YOUR OBJECTIVE |
Output exactly the line containing "Would you be able to locate the side" and each line after it through the last line of the records, and nothing else.

(Stored items)
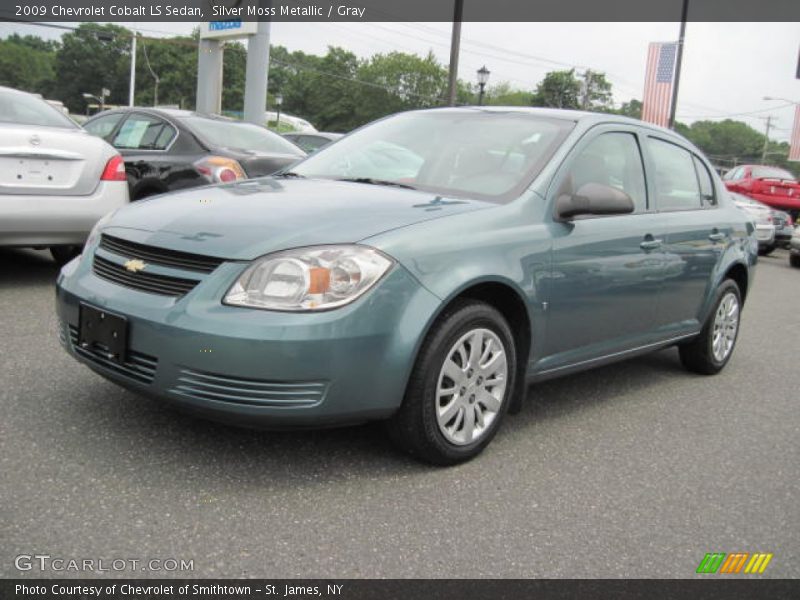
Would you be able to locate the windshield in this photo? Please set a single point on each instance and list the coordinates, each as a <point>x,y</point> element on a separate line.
<point>489,155</point>
<point>26,109</point>
<point>771,173</point>
<point>240,136</point>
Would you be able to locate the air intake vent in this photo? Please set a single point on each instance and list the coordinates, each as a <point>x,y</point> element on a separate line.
<point>145,282</point>
<point>160,256</point>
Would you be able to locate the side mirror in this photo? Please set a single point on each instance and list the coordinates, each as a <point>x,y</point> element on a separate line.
<point>593,199</point>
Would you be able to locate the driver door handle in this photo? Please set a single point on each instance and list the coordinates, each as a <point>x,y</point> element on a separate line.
<point>651,243</point>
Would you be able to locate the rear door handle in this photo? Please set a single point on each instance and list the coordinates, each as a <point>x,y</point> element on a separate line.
<point>651,244</point>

RESPONSE AREA |
Would you be able to locate the side mirror in this photo? Please set a single point on each instance and list the coordinates, each as a <point>x,y</point> element on a separate line.
<point>593,199</point>
Would you be able to locate the driver door handle in this photo? Please set a single point on each instance and list the coordinates, each as a <point>x,y</point> element on a separate line.
<point>651,243</point>
Would you be able to locate the rear door handle in this photo? Please set a single point on each instance and list the coordinates, each as a <point>x,y</point> element on a separate line.
<point>651,244</point>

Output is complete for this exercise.